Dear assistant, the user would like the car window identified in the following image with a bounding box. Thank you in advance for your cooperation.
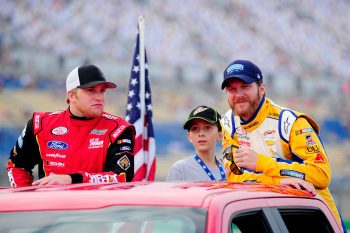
[0,206,207,233]
[278,208,334,233]
[231,209,272,233]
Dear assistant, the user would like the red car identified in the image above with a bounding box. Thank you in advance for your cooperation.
[0,182,341,233]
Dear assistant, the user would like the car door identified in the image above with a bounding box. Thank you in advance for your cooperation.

**********

§ Directions
Can you copy all of the material above verbatim, leaving out the picture?

§ The result
Dear assistant, the user would like the car window identified in the following image with a bounding box. Thank you in advance for your cooperation.
[0,206,207,233]
[278,208,334,233]
[231,209,272,233]
Dear assistant, the user would like the red car identified in the image above with a bounding box. Thank you in advance for your cooperation.
[0,182,341,233]
Dear assistant, the user would like the car door identified in the image above with a bounding box. Thank you in advance for your cooperation.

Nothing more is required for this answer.